— STORED DATA —
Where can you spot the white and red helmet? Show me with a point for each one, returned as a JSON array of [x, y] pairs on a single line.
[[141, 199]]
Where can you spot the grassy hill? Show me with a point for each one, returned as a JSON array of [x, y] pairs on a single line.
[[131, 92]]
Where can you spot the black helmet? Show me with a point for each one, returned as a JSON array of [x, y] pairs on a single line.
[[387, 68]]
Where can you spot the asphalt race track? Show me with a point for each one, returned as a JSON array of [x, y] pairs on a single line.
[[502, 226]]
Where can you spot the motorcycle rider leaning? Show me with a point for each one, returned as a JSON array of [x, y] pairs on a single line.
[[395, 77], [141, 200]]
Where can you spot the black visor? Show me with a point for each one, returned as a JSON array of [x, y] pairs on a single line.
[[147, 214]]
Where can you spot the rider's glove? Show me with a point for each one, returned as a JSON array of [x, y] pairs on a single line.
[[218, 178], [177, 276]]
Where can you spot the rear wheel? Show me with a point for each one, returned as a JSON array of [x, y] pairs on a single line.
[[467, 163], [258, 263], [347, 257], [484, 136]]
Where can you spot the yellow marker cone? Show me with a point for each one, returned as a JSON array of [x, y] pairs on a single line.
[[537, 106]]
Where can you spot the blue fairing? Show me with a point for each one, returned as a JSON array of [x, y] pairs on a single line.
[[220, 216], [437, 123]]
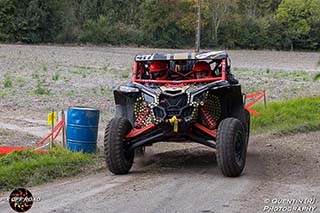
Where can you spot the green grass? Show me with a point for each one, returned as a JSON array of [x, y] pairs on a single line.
[[273, 74], [25, 168], [289, 116]]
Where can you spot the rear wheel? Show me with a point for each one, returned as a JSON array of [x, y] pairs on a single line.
[[231, 147], [118, 158], [247, 124]]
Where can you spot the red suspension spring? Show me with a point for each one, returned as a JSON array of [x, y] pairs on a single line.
[[208, 119], [141, 120]]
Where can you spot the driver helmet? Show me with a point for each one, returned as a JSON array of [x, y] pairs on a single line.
[[159, 70], [201, 69]]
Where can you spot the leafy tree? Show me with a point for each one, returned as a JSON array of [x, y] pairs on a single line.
[[297, 17]]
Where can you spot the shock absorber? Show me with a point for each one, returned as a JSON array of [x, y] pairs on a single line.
[[208, 119], [142, 118]]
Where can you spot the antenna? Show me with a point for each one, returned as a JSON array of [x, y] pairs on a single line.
[[198, 31]]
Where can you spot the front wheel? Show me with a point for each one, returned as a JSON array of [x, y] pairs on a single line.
[[118, 158], [231, 147]]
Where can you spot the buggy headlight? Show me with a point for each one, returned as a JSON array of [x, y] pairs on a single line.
[[128, 89], [198, 97], [149, 98]]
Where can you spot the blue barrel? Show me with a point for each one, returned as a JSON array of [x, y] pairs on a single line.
[[82, 129]]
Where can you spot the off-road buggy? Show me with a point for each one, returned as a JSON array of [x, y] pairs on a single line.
[[207, 110]]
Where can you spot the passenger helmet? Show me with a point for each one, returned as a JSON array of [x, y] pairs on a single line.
[[159, 70]]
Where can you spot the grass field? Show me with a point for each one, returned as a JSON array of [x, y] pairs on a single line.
[[26, 168], [288, 116]]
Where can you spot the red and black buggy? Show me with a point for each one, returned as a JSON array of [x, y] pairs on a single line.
[[175, 98]]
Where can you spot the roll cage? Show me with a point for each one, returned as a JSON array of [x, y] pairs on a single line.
[[218, 58]]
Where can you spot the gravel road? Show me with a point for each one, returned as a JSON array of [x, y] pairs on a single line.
[[187, 179], [171, 177]]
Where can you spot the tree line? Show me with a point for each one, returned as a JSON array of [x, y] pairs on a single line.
[[248, 24]]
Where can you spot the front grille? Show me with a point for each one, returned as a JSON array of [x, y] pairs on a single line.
[[173, 105]]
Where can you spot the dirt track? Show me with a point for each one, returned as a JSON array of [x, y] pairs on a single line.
[[172, 177], [188, 180]]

— WORK ITEM —
From the line containing "Where can you spot the gravel" down to the last line, reproduce the records exactly. Include both ends.

— OUTPUT FOR THIS TASK —
Where can you spot the gravel road? Show me with a point for each one, returned as a JSON array of [x, y] pairs on a single line.
[[187, 179], [171, 177]]
Where can you spot the tree line? Show me with a point for each one, returned as a JSON array of [x, y] pairs on a single line.
[[248, 24]]
Where can you spot the front grille? Show me with a point for each one, returned as a JSON array of [x, y] pairs on a single line.
[[173, 105]]
Where can you spot the dirt track? Show me with a point for each one, returned as a JSON array of [x, y] pairs on a single line.
[[172, 177], [188, 180]]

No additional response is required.